** Start Exercise material **

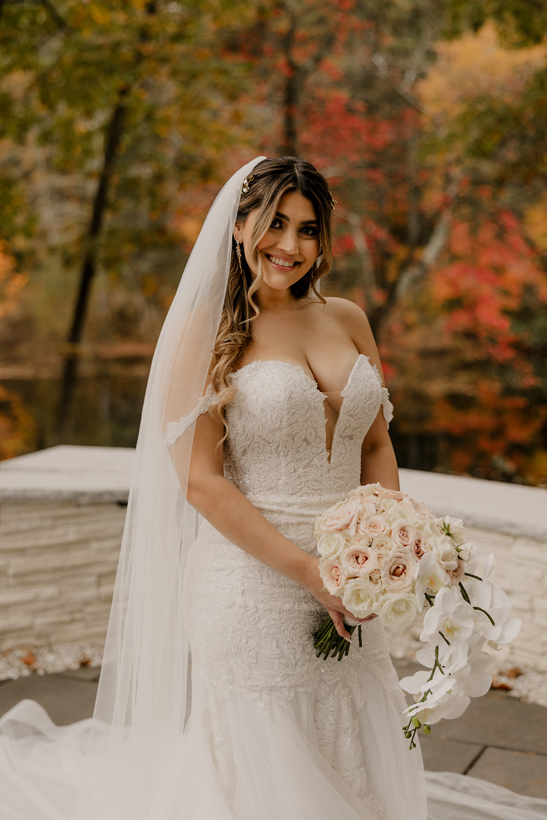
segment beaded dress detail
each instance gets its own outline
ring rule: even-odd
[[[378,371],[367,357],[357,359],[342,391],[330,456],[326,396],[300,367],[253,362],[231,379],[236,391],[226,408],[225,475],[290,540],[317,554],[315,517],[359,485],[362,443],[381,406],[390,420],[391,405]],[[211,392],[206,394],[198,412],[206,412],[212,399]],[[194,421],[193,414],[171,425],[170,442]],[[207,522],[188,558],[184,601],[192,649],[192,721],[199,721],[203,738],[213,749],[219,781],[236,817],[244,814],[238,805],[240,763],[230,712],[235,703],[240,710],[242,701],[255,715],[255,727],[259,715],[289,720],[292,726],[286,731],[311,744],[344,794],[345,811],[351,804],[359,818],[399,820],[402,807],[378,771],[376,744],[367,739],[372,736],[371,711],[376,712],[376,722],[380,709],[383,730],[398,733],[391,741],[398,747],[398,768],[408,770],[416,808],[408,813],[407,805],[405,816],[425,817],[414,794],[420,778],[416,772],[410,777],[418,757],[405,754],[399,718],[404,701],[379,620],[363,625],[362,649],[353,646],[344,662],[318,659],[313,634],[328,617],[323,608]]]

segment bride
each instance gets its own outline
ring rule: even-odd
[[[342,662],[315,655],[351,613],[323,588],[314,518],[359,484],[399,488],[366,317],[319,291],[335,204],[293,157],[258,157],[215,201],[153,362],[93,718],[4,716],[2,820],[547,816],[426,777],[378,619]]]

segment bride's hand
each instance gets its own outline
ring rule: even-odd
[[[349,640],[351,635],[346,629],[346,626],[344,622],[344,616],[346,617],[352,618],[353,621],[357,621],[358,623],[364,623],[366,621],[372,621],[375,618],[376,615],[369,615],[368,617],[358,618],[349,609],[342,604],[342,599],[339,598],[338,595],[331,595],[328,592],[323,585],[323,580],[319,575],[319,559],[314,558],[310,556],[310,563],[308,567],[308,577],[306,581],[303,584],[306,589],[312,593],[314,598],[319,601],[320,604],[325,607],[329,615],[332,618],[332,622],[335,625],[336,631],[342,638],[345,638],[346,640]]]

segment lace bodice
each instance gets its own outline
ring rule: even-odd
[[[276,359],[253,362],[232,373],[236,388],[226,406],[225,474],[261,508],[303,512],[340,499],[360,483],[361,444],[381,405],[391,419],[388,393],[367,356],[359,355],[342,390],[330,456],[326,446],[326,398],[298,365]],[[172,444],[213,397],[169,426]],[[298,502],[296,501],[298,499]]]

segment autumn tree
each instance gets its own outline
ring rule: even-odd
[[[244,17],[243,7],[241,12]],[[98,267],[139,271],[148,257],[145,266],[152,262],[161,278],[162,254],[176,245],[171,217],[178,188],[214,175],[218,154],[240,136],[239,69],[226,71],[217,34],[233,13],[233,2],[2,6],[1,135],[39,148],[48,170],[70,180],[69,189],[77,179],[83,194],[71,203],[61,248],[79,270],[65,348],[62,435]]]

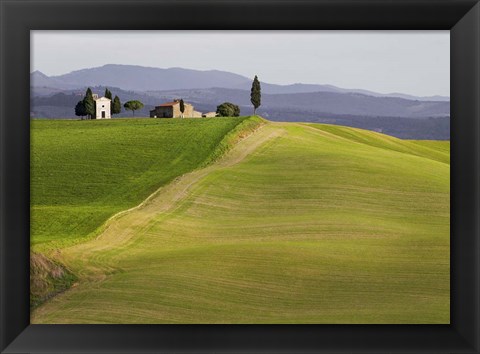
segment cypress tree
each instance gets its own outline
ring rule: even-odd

** End Exercise material **
** Start Exercise material **

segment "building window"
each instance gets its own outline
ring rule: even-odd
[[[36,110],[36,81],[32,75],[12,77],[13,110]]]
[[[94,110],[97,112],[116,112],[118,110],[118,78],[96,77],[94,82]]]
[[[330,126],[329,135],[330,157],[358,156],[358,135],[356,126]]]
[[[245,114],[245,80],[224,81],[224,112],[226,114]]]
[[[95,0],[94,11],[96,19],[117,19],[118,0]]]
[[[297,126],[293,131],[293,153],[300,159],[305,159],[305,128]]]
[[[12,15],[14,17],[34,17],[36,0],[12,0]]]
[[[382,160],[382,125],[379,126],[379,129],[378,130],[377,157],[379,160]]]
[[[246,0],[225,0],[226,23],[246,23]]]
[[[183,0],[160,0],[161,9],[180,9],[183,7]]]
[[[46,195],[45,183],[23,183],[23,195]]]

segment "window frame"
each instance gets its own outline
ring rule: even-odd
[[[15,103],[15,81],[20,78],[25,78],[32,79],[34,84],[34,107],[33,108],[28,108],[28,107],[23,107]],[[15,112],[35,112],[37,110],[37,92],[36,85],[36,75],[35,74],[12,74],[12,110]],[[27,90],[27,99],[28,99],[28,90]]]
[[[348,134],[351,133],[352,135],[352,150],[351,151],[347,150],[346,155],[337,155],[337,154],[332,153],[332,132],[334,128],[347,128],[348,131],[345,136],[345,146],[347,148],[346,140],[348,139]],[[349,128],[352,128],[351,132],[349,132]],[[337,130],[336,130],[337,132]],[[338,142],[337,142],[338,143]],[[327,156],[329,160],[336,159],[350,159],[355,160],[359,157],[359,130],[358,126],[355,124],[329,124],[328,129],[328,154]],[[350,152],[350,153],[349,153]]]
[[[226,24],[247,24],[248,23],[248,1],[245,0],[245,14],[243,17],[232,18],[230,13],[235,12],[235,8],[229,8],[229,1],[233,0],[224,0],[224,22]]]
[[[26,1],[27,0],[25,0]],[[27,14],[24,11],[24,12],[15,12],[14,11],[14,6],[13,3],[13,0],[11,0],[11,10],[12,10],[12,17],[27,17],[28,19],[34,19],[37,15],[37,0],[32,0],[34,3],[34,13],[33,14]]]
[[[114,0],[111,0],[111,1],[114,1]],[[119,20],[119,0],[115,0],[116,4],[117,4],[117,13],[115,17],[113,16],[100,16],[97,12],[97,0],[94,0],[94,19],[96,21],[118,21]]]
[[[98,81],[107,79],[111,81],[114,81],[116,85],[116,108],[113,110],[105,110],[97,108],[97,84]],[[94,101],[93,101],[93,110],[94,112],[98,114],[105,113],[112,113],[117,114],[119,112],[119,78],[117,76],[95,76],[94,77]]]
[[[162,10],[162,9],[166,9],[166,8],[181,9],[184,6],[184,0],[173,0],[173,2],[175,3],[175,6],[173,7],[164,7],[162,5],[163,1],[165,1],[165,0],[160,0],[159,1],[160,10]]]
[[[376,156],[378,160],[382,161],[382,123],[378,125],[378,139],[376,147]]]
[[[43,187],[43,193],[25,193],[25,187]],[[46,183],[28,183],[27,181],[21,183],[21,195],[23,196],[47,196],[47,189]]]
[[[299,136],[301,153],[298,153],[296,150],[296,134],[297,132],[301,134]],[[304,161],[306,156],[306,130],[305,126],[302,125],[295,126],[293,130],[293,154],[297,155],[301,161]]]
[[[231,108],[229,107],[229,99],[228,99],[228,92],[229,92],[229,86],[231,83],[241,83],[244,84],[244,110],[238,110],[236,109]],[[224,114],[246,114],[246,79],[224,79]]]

** End Exercise material **

Return every line of the items above that contains the string "tree", treating uppercase and lowercase letters as distinct.

segment autumn tree
segment cypress tree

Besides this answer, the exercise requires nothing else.